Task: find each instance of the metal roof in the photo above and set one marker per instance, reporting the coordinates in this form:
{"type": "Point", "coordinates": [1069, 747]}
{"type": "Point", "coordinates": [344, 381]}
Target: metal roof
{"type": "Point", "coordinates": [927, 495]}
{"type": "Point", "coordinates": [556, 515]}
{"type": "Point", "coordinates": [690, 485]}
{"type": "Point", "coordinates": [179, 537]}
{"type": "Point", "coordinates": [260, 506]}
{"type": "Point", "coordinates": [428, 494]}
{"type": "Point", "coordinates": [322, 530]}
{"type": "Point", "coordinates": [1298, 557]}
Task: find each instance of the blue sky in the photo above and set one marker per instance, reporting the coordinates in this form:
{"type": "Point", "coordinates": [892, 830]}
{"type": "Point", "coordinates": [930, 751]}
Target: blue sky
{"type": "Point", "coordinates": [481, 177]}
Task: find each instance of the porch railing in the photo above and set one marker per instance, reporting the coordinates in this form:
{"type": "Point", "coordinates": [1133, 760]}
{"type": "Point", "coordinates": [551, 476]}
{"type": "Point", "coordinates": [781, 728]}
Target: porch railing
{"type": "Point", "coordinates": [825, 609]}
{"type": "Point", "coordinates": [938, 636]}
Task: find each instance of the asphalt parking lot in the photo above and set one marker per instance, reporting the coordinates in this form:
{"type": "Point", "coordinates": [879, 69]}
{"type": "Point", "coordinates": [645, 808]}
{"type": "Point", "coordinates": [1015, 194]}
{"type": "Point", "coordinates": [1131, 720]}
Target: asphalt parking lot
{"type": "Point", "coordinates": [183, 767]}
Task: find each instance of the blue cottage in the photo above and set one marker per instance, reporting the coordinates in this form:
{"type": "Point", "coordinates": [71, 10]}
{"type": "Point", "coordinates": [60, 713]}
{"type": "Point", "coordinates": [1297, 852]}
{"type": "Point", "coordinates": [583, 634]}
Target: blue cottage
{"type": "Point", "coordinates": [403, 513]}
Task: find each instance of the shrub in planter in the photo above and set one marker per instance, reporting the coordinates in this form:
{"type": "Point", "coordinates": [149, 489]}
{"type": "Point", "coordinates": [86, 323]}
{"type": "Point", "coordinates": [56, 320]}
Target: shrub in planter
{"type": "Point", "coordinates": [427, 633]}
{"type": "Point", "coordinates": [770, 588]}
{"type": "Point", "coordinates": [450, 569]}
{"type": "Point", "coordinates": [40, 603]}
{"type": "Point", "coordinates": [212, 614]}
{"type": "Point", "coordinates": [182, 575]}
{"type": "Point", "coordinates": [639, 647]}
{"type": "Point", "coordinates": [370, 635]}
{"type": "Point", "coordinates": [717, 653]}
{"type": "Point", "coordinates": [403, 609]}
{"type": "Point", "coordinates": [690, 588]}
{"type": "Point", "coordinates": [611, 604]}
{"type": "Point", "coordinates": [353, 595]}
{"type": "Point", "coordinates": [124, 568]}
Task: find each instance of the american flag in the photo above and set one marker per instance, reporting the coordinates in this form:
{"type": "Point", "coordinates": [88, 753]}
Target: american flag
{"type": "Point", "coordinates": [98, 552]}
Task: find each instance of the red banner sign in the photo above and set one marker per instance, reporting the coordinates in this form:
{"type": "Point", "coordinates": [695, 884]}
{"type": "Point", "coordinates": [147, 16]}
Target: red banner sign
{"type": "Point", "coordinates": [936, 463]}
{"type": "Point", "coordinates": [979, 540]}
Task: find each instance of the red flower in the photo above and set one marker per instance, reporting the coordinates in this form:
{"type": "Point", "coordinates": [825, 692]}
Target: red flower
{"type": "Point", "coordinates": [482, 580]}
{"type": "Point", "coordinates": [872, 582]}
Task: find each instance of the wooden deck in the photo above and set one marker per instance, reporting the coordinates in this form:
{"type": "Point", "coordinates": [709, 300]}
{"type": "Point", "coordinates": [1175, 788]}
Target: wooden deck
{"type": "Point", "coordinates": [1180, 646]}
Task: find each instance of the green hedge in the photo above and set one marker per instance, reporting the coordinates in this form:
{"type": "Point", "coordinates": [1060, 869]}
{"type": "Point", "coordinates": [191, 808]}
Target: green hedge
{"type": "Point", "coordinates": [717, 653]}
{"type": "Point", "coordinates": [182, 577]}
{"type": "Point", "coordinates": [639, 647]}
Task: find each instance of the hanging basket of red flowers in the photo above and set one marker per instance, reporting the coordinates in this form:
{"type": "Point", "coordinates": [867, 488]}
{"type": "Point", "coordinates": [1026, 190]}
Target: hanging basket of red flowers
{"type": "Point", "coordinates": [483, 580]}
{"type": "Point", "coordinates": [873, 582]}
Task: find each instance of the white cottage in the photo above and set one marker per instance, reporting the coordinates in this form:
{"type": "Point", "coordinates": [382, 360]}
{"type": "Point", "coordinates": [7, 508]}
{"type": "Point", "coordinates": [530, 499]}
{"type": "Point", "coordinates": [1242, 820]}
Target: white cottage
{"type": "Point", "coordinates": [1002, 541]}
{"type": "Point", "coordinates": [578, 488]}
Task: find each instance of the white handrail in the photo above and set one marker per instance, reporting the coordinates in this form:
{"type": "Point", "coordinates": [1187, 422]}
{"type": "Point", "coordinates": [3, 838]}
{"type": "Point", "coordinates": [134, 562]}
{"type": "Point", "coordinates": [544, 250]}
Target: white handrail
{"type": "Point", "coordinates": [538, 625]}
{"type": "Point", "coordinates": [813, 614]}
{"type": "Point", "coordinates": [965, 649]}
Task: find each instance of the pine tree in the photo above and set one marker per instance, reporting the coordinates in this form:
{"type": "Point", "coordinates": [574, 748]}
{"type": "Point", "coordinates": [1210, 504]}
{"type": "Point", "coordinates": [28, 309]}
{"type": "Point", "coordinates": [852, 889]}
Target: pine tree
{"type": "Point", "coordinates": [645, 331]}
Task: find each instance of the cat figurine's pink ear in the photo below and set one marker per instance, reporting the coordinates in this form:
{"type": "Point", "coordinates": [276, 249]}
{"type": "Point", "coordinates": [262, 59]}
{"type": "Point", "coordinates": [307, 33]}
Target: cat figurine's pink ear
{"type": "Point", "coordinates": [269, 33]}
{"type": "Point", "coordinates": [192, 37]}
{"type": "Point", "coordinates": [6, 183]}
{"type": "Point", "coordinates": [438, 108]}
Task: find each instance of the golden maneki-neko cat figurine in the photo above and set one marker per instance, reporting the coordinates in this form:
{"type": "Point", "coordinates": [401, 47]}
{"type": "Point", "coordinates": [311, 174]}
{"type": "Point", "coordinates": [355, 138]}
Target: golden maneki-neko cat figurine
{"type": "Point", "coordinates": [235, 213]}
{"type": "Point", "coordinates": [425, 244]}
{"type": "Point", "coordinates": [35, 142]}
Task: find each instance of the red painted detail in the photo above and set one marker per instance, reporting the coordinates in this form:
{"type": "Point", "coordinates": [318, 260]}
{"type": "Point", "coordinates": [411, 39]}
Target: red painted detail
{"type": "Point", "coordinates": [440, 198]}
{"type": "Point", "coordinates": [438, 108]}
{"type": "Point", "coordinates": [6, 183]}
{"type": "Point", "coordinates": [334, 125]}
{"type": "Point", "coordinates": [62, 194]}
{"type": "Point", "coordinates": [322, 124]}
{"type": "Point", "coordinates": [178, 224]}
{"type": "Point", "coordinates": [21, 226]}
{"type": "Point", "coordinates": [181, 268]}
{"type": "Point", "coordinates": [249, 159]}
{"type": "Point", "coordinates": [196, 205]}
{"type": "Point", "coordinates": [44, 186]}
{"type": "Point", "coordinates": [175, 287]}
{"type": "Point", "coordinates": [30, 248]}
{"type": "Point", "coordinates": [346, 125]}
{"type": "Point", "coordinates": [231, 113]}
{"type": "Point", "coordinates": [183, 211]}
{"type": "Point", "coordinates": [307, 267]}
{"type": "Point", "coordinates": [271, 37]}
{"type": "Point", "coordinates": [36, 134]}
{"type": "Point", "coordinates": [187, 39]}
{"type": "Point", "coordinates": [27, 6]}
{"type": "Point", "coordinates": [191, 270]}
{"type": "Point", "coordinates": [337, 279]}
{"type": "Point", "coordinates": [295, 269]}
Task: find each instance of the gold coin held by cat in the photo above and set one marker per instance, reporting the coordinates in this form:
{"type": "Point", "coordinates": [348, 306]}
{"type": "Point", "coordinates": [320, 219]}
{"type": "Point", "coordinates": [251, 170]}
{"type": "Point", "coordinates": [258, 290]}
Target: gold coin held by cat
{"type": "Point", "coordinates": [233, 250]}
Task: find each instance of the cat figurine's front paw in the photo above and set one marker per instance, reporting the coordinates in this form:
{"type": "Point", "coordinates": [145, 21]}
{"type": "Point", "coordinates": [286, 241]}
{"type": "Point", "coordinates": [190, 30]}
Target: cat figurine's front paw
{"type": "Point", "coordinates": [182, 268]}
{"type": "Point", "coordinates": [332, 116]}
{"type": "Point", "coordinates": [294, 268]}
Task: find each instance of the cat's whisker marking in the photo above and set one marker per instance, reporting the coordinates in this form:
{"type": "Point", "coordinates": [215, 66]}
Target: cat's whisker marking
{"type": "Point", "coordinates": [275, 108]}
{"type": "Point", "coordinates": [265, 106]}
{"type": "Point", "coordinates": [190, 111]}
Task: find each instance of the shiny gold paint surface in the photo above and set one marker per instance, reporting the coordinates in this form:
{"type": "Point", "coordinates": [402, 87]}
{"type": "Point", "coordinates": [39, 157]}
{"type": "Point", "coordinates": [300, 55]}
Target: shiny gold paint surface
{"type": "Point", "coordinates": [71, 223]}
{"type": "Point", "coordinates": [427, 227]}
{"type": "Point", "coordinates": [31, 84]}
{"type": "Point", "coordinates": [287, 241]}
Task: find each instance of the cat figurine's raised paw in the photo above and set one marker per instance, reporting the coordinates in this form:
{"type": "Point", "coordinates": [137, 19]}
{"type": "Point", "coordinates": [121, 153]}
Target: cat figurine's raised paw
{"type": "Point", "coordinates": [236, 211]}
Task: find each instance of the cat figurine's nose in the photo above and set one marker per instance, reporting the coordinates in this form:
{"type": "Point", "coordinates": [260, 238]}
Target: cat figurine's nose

━━━━━━━━━━━━━━━━

Given problem:
Repeat exactly the lines starting at the line with "Task: find each instance of the cat figurine's raised" and ending with the final line of the entries. Include nothing else.

Task result:
Task: find each instance of the cat figurine's raised paw in the photo above and set one marker per instance, reporting the coordinates in this form:
{"type": "Point", "coordinates": [137, 19]}
{"type": "Point", "coordinates": [121, 153]}
Target: cat figurine's raised paw
{"type": "Point", "coordinates": [236, 211]}
Task: find each instance of the cat figurine's nose in the photo above and set one marker per instance, reporting the coordinates in this form:
{"type": "Point", "coordinates": [260, 238]}
Target: cat figurine's nose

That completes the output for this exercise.